======== Текст страницы ========

Присутствие китайских мигрантов на российских дальневосточных территориях формировало среду для культурных контактов. Народы знакомились с обычаями и традициями друг друга. Русское население украшало свои жилища в китайском стиле, начало употреблять в пищу традиционные китайские продукты – лобу (редьку), доуфу (соевый творог), фэньтяо (крахмальную лапшу) и т.п. Интерес со стороны русского населения вызывали празднования китайцами Нового года и театрализованные представления на открытых площадках. От китайцев русские узнали о полезных свойствах женьшеня, о грядковом земледелии; китайцы с приходом русских начали пользоваться плугом и сохой [9, c. 89]. В Маньчжурии, благодаря присутствию русского населения, стали распространяться русские сорта картофеля, помидоров, огурцов, моркови, белокочанной капусты; стали высеваться овес, лен, рожь [10, c. 80]. Китайцы постепенно стали употреблять в пищу молоко и молочные продукты – сыр, сливочное масло, творог, сметану, сливки; научились печь хлеб, стали широко использовать в домашнем обиходе керосиновые лампы, мыло, носить одежду, сшитую из тканей русского производства [11, c. 76]. Однако в целом, несмотря на некоторое взаимопроникновение «культур повседневности», и для русских, и для китайцев была характерна закрытость и отчужденность. Как отмечал А.Г. Ларин, это объяснялось глубоким различием цивилизаций и языковыми различиями. Российские и китайские эмигранты жили и вели свой быт обособленно, сохраняя свою культурную и языковую идентичность (коммуникация, диктовавшая необходимость овладения основами языка принимающей страны, требовалась лишь для некоторых видов деятельности, например, торговли; остальные категории иностранцев в случае необходимости прибегали к услугам переводчика). «Более высокий, интеллектуальный, отличавшийся взаимным интересом, взаимным познанием культур» слой межцивилизационных отношений между народами в процессе взаимодействия практически не проявился [12, c. 39]. Это было связано также с глубинными цивилизационными различиями, с историческим прошлым обоих народов. Так, если Россия тяготела к европейской культуре с ее политическими ценностями, основывающимися на равенстве независимых государств (так называемые «горизонтальные связи»), то Китаю была присуща конфуцианская модель политической иерархии («вертикальные связи»). Поэтому в отношениях стран-соседей сложилась сложная система взаимоотношений, в которой были и «горизонтальные», и «вертикальные» связи [13, c. 73].

======== Материал для задания ========

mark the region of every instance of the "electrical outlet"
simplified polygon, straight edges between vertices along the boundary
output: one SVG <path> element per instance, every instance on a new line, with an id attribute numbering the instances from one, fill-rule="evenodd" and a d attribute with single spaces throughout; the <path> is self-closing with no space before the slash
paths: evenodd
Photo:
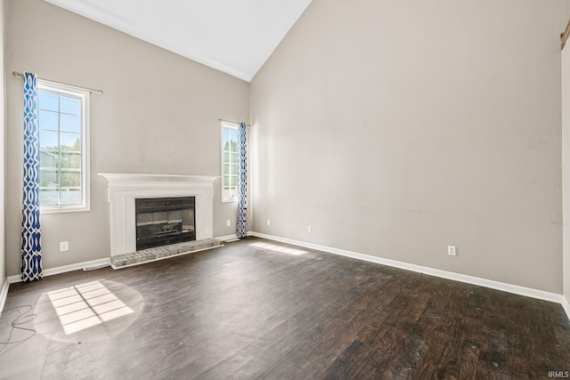
<path id="1" fill-rule="evenodd" d="M 61 241 L 60 242 L 60 252 L 69 251 L 69 243 L 68 241 Z"/>

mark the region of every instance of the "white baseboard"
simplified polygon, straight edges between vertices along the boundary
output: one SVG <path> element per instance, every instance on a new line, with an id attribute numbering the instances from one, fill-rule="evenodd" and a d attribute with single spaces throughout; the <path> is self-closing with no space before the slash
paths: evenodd
<path id="1" fill-rule="evenodd" d="M 342 256 L 352 257 L 358 260 L 363 260 L 366 262 L 376 263 L 382 265 L 387 265 L 395 268 L 403 269 L 406 271 L 411 271 L 419 273 L 424 273 L 430 276 L 439 277 L 442 279 L 452 279 L 454 281 L 464 282 L 467 284 L 476 285 L 479 287 L 489 287 L 492 289 L 501 290 L 503 292 L 513 293 L 515 295 L 525 295 L 531 298 L 537 298 L 540 300 L 561 303 L 565 308 L 568 319 L 570 319 L 570 306 L 564 305 L 564 302 L 567 301 L 556 293 L 545 292 L 542 290 L 533 289 L 531 287 L 519 287 L 517 285 L 506 284 L 504 282 L 493 281 L 492 279 L 481 279 L 478 277 L 468 276 L 465 274 L 454 273 L 452 271 L 440 271 L 438 269 L 425 267 L 421 265 L 411 264 L 408 263 L 398 262 L 395 260 L 385 259 L 382 257 L 372 256 L 370 255 L 359 254 L 357 252 L 346 251 L 344 249 L 333 248 L 330 247 L 320 246 L 318 244 L 307 243 L 305 241 L 294 240 L 287 238 L 281 238 L 277 236 L 266 235 L 265 233 L 251 232 L 251 236 L 257 238 L 263 238 L 269 240 L 281 241 L 282 243 L 293 244 L 296 246 L 305 247 L 305 248 L 316 249 L 319 251 L 328 252 L 330 254 L 339 255 Z"/>
<path id="2" fill-rule="evenodd" d="M 4 281 L 4 285 L 2 286 L 2 293 L 0 293 L 0 315 L 2 315 L 2 311 L 4 310 L 4 305 L 6 304 L 6 298 L 8 297 L 8 288 L 10 287 L 10 282 L 8 279 Z"/>
<path id="3" fill-rule="evenodd" d="M 568 302 L 568 299 L 563 295 L 562 302 L 560 303 L 562 303 L 562 307 L 564 308 L 564 311 L 566 312 L 566 315 L 568 316 L 568 319 L 570 319 L 570 303 Z"/>
<path id="4" fill-rule="evenodd" d="M 89 262 L 77 263 L 70 265 L 64 265 L 56 268 L 51 268 L 44 270 L 44 276 L 53 276 L 54 274 L 65 273 L 68 271 L 79 271 L 86 268 L 90 267 L 98 267 L 102 265 L 110 265 L 110 259 L 109 257 L 105 257 L 104 259 L 92 260 Z M 21 282 L 21 275 L 10 276 L 8 278 L 8 281 L 11 284 L 15 284 L 16 282 Z"/>

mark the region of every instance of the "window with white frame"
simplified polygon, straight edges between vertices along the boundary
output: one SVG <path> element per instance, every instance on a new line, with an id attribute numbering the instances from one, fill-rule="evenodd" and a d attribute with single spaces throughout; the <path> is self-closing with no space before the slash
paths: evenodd
<path id="1" fill-rule="evenodd" d="M 238 125 L 222 121 L 222 201 L 238 200 Z"/>
<path id="2" fill-rule="evenodd" d="M 37 81 L 43 213 L 89 210 L 89 95 Z"/>

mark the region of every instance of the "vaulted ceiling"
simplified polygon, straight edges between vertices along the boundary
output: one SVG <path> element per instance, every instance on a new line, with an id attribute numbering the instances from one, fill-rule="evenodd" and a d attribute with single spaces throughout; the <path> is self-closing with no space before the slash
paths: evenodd
<path id="1" fill-rule="evenodd" d="M 250 81 L 311 0 L 45 0 Z"/>

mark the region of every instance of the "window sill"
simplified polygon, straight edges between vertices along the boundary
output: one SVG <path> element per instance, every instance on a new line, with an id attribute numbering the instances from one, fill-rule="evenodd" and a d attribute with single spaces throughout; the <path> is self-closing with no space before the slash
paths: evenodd
<path id="1" fill-rule="evenodd" d="M 65 213 L 81 213 L 86 211 L 91 211 L 89 206 L 79 205 L 74 206 L 50 206 L 40 207 L 39 212 L 41 214 L 65 214 Z"/>

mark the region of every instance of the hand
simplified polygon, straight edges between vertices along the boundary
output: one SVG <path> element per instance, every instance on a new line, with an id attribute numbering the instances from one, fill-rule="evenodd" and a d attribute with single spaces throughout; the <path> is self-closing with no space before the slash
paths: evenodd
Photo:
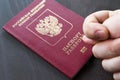
<path id="1" fill-rule="evenodd" d="M 120 80 L 120 10 L 90 14 L 84 21 L 83 32 L 83 41 L 94 45 L 93 54 L 103 59 L 103 68 Z"/>

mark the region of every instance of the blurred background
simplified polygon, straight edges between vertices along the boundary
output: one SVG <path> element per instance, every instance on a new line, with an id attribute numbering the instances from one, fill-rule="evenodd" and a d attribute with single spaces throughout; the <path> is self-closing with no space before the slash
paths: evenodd
<path id="1" fill-rule="evenodd" d="M 69 80 L 2 27 L 33 0 L 0 0 L 0 80 Z M 56 0 L 84 18 L 99 10 L 120 8 L 120 0 Z M 73 80 L 113 80 L 101 60 L 92 57 Z"/>

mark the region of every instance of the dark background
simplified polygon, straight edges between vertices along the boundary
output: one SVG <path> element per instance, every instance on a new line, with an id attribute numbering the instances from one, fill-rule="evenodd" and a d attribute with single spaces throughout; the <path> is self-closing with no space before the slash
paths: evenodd
<path id="1" fill-rule="evenodd" d="M 103 9 L 119 9 L 120 0 L 57 0 L 86 17 Z M 32 0 L 0 0 L 0 80 L 69 80 L 41 57 L 6 33 L 2 26 Z M 92 57 L 73 80 L 113 80 L 101 60 Z"/>

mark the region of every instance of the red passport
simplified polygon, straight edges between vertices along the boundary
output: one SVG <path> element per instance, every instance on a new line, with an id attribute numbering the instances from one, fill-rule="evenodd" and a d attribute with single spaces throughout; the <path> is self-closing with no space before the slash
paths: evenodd
<path id="1" fill-rule="evenodd" d="M 34 0 L 3 29 L 70 78 L 91 57 L 84 19 L 54 0 Z"/>

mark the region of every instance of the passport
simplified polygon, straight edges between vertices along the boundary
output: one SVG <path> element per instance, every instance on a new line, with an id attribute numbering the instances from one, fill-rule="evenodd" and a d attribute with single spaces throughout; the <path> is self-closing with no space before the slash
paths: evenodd
<path id="1" fill-rule="evenodd" d="M 34 0 L 3 29 L 73 78 L 92 55 L 82 41 L 84 18 L 54 0 Z"/>

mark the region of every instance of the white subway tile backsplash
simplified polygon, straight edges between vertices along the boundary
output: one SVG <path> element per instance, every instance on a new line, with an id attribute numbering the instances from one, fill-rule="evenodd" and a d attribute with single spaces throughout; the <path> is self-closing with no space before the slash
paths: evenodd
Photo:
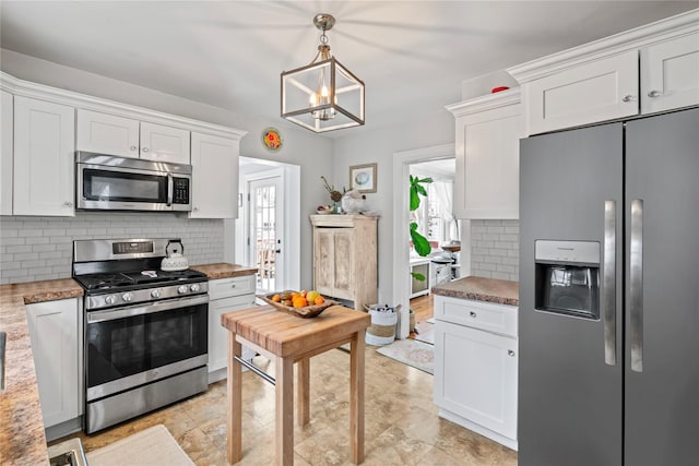
<path id="1" fill-rule="evenodd" d="M 191 264 L 221 262 L 223 220 L 169 213 L 78 212 L 0 219 L 0 284 L 67 278 L 75 239 L 181 238 Z"/>
<path id="2" fill-rule="evenodd" d="M 519 220 L 471 220 L 471 275 L 519 279 Z"/>

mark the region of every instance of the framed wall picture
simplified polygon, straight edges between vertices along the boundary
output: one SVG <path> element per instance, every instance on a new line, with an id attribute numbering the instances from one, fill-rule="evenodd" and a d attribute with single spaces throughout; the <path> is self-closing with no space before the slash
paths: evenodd
<path id="1" fill-rule="evenodd" d="M 359 192 L 376 192 L 376 164 L 350 167 L 350 189 Z"/>

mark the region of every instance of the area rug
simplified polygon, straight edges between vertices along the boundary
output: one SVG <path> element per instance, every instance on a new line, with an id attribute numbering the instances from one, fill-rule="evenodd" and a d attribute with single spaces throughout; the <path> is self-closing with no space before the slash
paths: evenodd
<path id="1" fill-rule="evenodd" d="M 434 373 L 435 347 L 415 339 L 396 339 L 390 345 L 377 349 L 378 354 L 395 359 L 407 366 Z"/>
<path id="2" fill-rule="evenodd" d="M 87 452 L 90 466 L 194 466 L 162 423 Z"/>

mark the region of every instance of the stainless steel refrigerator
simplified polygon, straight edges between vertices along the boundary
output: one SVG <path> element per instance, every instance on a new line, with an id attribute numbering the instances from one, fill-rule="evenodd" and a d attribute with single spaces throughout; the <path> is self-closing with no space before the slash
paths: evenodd
<path id="1" fill-rule="evenodd" d="M 699 464 L 699 108 L 520 170 L 520 466 Z"/>

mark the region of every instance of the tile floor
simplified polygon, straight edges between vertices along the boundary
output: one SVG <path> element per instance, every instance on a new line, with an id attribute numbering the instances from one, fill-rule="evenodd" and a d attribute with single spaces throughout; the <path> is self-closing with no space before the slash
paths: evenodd
<path id="1" fill-rule="evenodd" d="M 266 360 L 256 358 L 258 366 Z M 273 372 L 269 365 L 268 372 Z M 296 427 L 296 465 L 348 465 L 350 355 L 341 349 L 311 359 L 311 421 Z M 242 461 L 274 462 L 274 387 L 244 374 Z M 365 465 L 517 465 L 517 453 L 437 416 L 433 377 L 366 351 Z M 204 394 L 106 430 L 81 435 L 86 451 L 163 423 L 198 465 L 226 465 L 226 381 Z"/>

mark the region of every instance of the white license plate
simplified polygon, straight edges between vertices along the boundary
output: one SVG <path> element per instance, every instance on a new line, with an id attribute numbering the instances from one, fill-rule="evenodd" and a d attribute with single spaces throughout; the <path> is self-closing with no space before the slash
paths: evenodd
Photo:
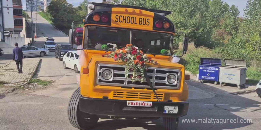
<path id="1" fill-rule="evenodd" d="M 164 106 L 164 113 L 178 113 L 178 110 L 179 107 L 177 106 Z"/>
<path id="2" fill-rule="evenodd" d="M 143 102 L 141 101 L 128 101 L 127 105 L 138 107 L 151 107 L 152 105 L 152 102 Z"/>

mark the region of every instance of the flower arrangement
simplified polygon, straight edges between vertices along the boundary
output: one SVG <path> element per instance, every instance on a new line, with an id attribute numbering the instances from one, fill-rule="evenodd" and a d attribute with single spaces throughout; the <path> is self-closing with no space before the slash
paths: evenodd
<path id="1" fill-rule="evenodd" d="M 103 56 L 105 56 L 103 55 Z M 148 70 L 145 66 L 145 62 L 154 64 L 157 64 L 156 61 L 151 59 L 151 58 L 144 54 L 141 50 L 131 44 L 127 44 L 125 47 L 116 50 L 106 56 L 108 58 L 113 58 L 115 61 L 123 62 L 126 63 L 125 76 L 128 77 L 128 74 L 130 71 L 133 72 L 131 76 L 133 82 L 140 81 L 142 82 L 146 80 L 144 73 Z"/>
<path id="2" fill-rule="evenodd" d="M 103 44 L 101 45 L 101 49 L 103 50 L 108 50 L 108 46 L 107 45 Z"/>

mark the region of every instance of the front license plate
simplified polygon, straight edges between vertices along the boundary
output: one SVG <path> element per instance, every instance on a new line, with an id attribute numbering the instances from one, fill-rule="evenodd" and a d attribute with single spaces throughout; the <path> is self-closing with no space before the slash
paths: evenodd
<path id="1" fill-rule="evenodd" d="M 138 107 L 151 107 L 152 105 L 152 102 L 143 102 L 140 101 L 128 101 L 127 105 Z"/>
<path id="2" fill-rule="evenodd" d="M 164 113 L 178 113 L 179 107 L 177 106 L 165 106 L 164 107 Z"/>

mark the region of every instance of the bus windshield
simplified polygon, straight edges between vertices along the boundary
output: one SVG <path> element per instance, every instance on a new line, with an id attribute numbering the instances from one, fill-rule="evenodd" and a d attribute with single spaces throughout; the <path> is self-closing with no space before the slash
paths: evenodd
<path id="1" fill-rule="evenodd" d="M 108 50 L 115 48 L 112 50 L 115 51 L 117 47 L 125 47 L 126 44 L 131 42 L 131 44 L 140 48 L 144 53 L 171 54 L 172 38 L 171 34 L 94 26 L 86 27 L 88 30 L 88 49 Z M 104 45 L 106 45 L 108 48 L 104 48 L 106 46 Z M 163 49 L 166 50 L 164 51 L 165 52 L 164 53 L 161 51 Z"/>

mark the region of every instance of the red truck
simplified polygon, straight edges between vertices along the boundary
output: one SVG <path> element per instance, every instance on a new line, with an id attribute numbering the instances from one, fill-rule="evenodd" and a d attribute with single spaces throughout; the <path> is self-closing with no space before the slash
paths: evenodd
<path id="1" fill-rule="evenodd" d="M 71 36 L 72 31 L 72 29 L 70 30 L 69 33 L 70 36 Z M 73 43 L 73 44 L 75 44 L 77 46 L 81 45 L 82 43 L 83 29 L 81 27 L 76 27 L 75 29 L 74 30 L 73 33 L 74 37 L 73 41 L 74 43 Z M 71 37 L 69 37 L 69 43 L 70 44 L 71 44 L 71 39 L 70 38 Z"/>

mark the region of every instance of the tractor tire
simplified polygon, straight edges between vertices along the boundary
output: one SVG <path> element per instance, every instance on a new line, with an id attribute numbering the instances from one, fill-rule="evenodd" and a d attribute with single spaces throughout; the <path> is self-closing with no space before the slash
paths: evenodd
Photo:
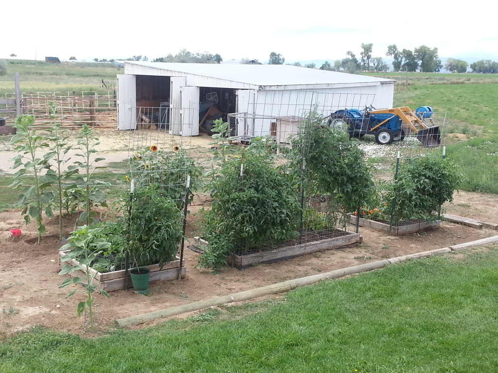
<path id="1" fill-rule="evenodd" d="M 329 119 L 329 125 L 332 128 L 341 128 L 348 132 L 350 137 L 353 137 L 355 125 L 346 115 L 339 114 Z"/>
<path id="2" fill-rule="evenodd" d="M 389 128 L 380 128 L 375 133 L 375 141 L 380 145 L 388 145 L 392 142 L 392 132 Z"/>
<path id="3" fill-rule="evenodd" d="M 402 141 L 405 136 L 404 130 L 401 128 L 401 131 L 394 132 L 392 134 L 392 140 L 394 141 Z"/>

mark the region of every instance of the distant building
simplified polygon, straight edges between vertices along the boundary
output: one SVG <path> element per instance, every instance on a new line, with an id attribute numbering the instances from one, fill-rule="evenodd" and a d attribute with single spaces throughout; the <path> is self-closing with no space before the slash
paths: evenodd
<path id="1" fill-rule="evenodd" d="M 164 110 L 172 135 L 198 135 L 217 115 L 234 135 L 262 136 L 274 132 L 277 119 L 313 108 L 326 116 L 345 108 L 392 107 L 395 82 L 287 65 L 127 61 L 118 75 L 118 128 L 134 129 L 144 112 Z"/>
<path id="2" fill-rule="evenodd" d="M 51 62 L 53 64 L 60 64 L 61 63 L 59 57 L 45 57 L 45 62 Z"/>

========

▸ **Условия заданий**
• a. Перечислите молочные продукты, которые, согласно тексту страницы, китайцы стали употреблять в пищу.
• b. Пожалуйста, перепишите без изменений строки из записей, начиная со строки с «mark the region of every instance of the framed» и заканчивая строкой с «359 192 L 376», включая обе.

▸ **Ответы по порядку**
• a. Сыр, сливочное масло, творог, сметана, сливки.

• b.
mark the region of every instance of the framed wall picture
simplified polygon, straight edges between vertices along the boundary
output: one SVG <path> element per instance, every instance on a new line, with an id attribute numbering the instances from one, fill-rule="evenodd" and a d attribute with single spaces throughout; the <path> is self-closing with no space before the slash
paths: evenodd
<path id="1" fill-rule="evenodd" d="M 359 192 L 376 192 L 376 164 L 350 167 L 350 189 Z"/>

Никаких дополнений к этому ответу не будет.